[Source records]

## BEGIN

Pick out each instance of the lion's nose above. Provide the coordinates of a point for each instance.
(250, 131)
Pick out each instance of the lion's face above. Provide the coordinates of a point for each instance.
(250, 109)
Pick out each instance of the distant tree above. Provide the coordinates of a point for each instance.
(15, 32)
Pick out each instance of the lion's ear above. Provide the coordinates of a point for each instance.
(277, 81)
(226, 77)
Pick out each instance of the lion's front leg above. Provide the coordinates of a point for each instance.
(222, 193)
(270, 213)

## END

** Request **
Set down every one of the entries above without changing a single character.

** Task response **
Pick out each instance of the lion's nose above. Provide the coordinates of a point for each instance.
(250, 131)
Pick out each instance of the lion's face above. Provide the coordinates of a point for each instance.
(250, 109)
Pick out each instance of the distant tree above. Provide the coordinates of a point for each instance.
(15, 32)
Pick out each instance of the lion's ear above. Provide the coordinates of a point for each instance.
(277, 81)
(226, 77)
Pick out each instance of the lion's front leg above. Provide the coordinates of a point for each instance.
(222, 193)
(270, 213)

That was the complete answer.